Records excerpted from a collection
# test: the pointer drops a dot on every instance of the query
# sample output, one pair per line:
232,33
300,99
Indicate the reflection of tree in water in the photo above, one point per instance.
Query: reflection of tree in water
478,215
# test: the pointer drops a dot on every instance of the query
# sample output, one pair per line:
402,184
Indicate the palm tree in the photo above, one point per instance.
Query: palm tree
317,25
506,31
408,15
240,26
* * *
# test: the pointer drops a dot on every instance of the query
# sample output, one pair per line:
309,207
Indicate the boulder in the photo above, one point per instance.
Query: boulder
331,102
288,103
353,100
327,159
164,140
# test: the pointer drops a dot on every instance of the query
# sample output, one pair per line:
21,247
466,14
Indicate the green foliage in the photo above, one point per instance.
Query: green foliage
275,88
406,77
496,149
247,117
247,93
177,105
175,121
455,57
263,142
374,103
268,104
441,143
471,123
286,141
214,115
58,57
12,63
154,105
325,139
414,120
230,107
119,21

Work task: For the word "photo", count the lines of the data that contain it and state only that count.

Final answer: 4